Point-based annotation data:

____

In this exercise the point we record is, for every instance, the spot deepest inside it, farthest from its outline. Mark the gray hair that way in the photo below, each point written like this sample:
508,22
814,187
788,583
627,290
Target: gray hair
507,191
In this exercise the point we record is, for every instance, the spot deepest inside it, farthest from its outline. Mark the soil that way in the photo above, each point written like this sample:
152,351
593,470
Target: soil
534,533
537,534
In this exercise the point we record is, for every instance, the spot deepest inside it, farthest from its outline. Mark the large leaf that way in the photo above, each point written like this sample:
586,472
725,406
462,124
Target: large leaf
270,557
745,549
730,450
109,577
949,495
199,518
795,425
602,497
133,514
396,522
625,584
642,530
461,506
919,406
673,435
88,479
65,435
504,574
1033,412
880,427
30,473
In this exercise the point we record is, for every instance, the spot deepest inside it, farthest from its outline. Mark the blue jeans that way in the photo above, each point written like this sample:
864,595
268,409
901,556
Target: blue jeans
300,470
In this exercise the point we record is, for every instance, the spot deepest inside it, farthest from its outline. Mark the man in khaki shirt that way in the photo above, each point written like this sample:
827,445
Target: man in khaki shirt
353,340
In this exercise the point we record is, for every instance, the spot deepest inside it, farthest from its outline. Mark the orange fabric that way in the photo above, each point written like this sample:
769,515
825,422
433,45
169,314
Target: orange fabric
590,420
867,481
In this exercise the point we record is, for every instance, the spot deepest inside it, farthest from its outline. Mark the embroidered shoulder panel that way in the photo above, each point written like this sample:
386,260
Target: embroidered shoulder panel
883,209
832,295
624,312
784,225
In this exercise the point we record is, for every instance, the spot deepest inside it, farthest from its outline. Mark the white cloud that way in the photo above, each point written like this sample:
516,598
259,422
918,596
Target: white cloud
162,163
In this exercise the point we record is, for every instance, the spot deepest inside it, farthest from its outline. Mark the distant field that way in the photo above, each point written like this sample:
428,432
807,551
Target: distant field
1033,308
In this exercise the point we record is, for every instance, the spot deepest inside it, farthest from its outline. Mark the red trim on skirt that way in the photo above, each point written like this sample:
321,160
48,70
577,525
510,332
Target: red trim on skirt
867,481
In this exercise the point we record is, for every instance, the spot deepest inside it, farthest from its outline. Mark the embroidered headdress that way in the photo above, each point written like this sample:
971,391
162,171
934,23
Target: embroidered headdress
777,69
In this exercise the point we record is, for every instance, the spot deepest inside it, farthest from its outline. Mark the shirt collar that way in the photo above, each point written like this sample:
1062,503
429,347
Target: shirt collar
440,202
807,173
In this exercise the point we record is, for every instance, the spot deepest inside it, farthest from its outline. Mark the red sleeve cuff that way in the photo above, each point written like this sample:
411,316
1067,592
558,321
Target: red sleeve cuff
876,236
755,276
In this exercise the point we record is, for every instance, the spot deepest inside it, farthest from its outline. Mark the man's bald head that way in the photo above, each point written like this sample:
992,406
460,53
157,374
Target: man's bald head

____

What you need to do:
Restate the listing in full, word for word.

Response below:
In this exercise the point we record is, for every instance, the spot deepest inside it, farthest from its outline. Mark the gray hair that way in the photo below, each point written like this sample:
508,22
814,187
788,583
627,290
Target: gray hair
507,191
In this exercise the point we record is, for every instance, the spot deepest inside it, farthest from its outline. Mark the soil that way in the photo above, each point written like this sample:
152,351
593,470
Target: soil
534,533
537,534
In this exercise the point we record is, for every instance, the spot deepest inside it, farthest from its outline. Mark the large leaf that way in the photo above, each point written like this sample:
586,472
725,406
462,124
Target: large leaf
270,557
745,549
730,450
109,577
949,495
199,518
795,425
602,497
133,514
396,522
625,584
642,530
461,506
919,406
673,435
88,479
65,435
504,574
1033,412
880,427
30,473
In this exercise the point we record is, for every instance, the spot deepest inside it, farthest from its outline. Mark the blue jeans that way in the photo above, each point written like this sample:
864,595
268,409
901,556
Target: blue jeans
300,470
In this exercise the point we record is, for every instance, the spot deepest inside it, farthest from its outline. Mark the man in khaki shirt that way in the photo above, each point written like this sample:
827,445
Target: man in khaki shirt
353,340
In this exercise the point we record is, for every instance, the spot deepest inside it, farthest from its outline. Mark the orange fabric that way in the photo above, each point written like this sample:
769,515
825,422
433,45
169,314
Target: orange fabric
590,420
867,481
In this exercise the point we record is, for every instance, the spot deepest inside it, farthest from its outline. Mark the embroidered shoulder panel that way in the photo above, each point written like this sample:
386,260
Target: embroidered shoulder panel
883,209
832,295
624,312
784,225
In this exercise the point we record is, for every instance, the spot deepest inside it, farthest from its outline. Mark the white cloud that way in the photo above, each point written like this sample:
516,598
259,422
918,596
Target: white cloud
162,163
In this exercise the point we record is, for every instance, the spot deepest inside it, farthest from its outline. Mark the distant field that way in the photo above, each point written like this sample:
428,432
807,551
Target: distant field
1033,308
In this exercise the point we record is, for every instance, the spot deepest inside it, farthest from its outline. Mark the red trim on skirt that way in the photo above, each point written like this sample:
321,160
48,70
577,525
510,332
Target: red trim on skirt
867,481
In this exercise the point we record is, for every instance, the spot deepest inside it, farthest from its outline. Mark the embroidered headdress that way in the photo above, each point written like this sample:
971,391
162,171
934,23
Target: embroidered headdress
777,69
In this exercise the point we record is, for every instance, the spot deepest inside it, farthest from its outline. Mark the shirt collar that way in the photo above, each point written like this sample:
1062,503
429,347
Target: shirt collar
440,202
807,173
In this exercise the point we record is, for every instance, the spot deepest inside it, farthest from its outline. Mark the red sleeve cuff that way in the photo above, each point written like this sample:
411,316
1067,592
558,321
Target: red sleeve cuff
876,236
755,276
In this exercise the point we record is, for every instance, the spot deepest inside it, farthest from its outline. Mark the man's bald head that way in the photo above, each point written like this sample:
992,406
460,53
157,374
Target: man's bald head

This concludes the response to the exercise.